(Object pointing dataset rows):
==*==

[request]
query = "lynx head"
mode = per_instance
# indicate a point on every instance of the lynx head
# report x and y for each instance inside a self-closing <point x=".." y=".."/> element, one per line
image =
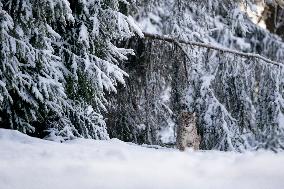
<point x="188" y="118"/>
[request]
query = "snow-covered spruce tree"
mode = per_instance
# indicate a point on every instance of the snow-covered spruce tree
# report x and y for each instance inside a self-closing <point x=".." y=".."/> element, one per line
<point x="236" y="108"/>
<point x="57" y="61"/>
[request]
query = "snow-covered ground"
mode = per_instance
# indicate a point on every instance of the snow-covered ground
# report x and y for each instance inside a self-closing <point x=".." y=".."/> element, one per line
<point x="30" y="163"/>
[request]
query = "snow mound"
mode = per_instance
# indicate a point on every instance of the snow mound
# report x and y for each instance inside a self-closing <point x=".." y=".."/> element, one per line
<point x="30" y="163"/>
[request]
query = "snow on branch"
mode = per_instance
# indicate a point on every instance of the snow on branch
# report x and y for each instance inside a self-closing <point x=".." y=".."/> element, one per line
<point x="208" y="46"/>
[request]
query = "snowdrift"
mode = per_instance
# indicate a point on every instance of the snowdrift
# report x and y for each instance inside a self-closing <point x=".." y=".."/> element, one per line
<point x="31" y="163"/>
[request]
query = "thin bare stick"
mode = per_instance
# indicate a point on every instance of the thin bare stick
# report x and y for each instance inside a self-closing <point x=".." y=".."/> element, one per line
<point x="208" y="46"/>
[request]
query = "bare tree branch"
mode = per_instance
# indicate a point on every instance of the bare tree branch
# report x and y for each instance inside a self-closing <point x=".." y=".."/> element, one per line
<point x="208" y="46"/>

==*==

(Goal of the exercise):
Reproduce the data word for word, excluding its pictures.

(Reply):
[request]
query = "lynx head"
mode = per_instance
# indicate a point on every instance of the lynx head
# report x and y for each instance inside a self-closing <point x=".." y=".."/> element, one per line
image =
<point x="188" y="118"/>
[request]
query = "snow-covered spruce tree"
mode = per_instance
# indicate a point on every instance of the snow-covered spruce tree
# report x and y for each instance inside a self-closing <point x=".." y=".."/> element, one per line
<point x="236" y="108"/>
<point x="57" y="61"/>
[request]
query = "snow-covered ground"
mode = per_instance
# indicate a point on every instance of the snow-covered ground
# report x and y for each instance inside a self-closing <point x=".." y=".."/> element, one per line
<point x="30" y="163"/>
[request]
query = "snow mound"
mode = per_instance
# indicate a point on every instance of the snow mound
# report x and y for each instance inside a self-closing <point x=".." y=".."/> element, one per line
<point x="30" y="163"/>
[request]
query = "snow on branch"
mode = per_instance
# indicate a point on every instance of the snow on branch
# report x and y for each instance inside a self-closing <point x=".." y=".."/> element, one per line
<point x="208" y="46"/>
[request]
query = "snowdrift"
mode = per_instance
# indicate a point on every instance of the snowdrift
# report x and y for each instance inside a self-closing <point x=".." y=".."/> element, one per line
<point x="31" y="163"/>
[request]
query = "thin bare stick"
mode = per_instance
# indicate a point on every instance of the thin bare stick
# report x and y for each instance inside a self-closing <point x=".." y=".."/> element, one per line
<point x="208" y="46"/>
[request]
query = "bare tree branch"
mode = per_instance
# indicate a point on every instance of the bare tree branch
# report x and y for each instance inside a self-closing <point x=".." y=".."/> element, one per line
<point x="208" y="46"/>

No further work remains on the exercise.